┏━━

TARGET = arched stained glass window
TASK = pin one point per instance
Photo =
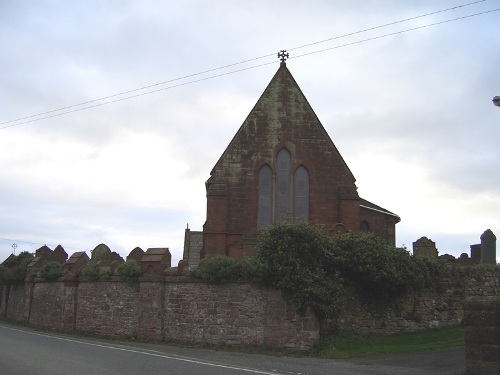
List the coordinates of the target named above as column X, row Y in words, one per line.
column 301, row 194
column 364, row 227
column 265, row 197
column 283, row 185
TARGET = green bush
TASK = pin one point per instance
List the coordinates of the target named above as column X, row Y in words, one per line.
column 297, row 257
column 129, row 271
column 50, row 271
column 376, row 268
column 14, row 268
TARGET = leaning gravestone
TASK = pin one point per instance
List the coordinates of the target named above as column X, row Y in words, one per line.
column 488, row 247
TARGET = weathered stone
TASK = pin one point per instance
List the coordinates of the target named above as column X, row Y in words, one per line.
column 488, row 247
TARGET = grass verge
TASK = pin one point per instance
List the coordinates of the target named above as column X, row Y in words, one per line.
column 348, row 345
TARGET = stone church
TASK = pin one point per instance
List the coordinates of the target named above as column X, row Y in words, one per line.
column 281, row 165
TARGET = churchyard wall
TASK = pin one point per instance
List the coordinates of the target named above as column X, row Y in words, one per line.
column 174, row 309
column 177, row 308
column 166, row 305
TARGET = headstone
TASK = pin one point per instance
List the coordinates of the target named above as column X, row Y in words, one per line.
column 475, row 253
column 101, row 255
column 425, row 248
column 136, row 255
column 59, row 255
column 488, row 247
column 75, row 263
column 43, row 252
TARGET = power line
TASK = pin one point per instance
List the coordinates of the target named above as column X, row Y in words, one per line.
column 395, row 33
column 35, row 118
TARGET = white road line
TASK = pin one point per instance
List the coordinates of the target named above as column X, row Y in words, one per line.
column 146, row 353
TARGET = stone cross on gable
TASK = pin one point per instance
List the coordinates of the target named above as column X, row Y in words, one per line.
column 283, row 55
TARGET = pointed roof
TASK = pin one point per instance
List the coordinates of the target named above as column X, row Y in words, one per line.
column 279, row 102
column 363, row 203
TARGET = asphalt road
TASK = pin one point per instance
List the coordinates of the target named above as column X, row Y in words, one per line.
column 24, row 351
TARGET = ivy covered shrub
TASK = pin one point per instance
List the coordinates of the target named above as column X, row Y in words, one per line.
column 129, row 271
column 14, row 268
column 50, row 271
column 313, row 270
column 375, row 268
column 298, row 259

┗━━

Copy out the part of the rows that opens with the line containing "TARGET = pointed roof" and runs through the end of the rows, changing "asphalt road" to "paved road" and keeping everything else the same.

Output for this task |
TARGET = pointed roof
TASK = pin one point per instance
List the coordinates of the target named above as column X, row Y in words, one per line.
column 279, row 102
column 363, row 203
TARGET = paved road
TASK = pin one point per instance
List the coordinates of the target named above as column X, row Y in words, one per line.
column 24, row 351
TARGET = ivy covered shrub
TASK = pin one point per instance
List the coordinates of the target named above as column X, row Y in words, one per line.
column 129, row 271
column 14, row 268
column 50, row 271
column 313, row 270
column 375, row 268
column 298, row 259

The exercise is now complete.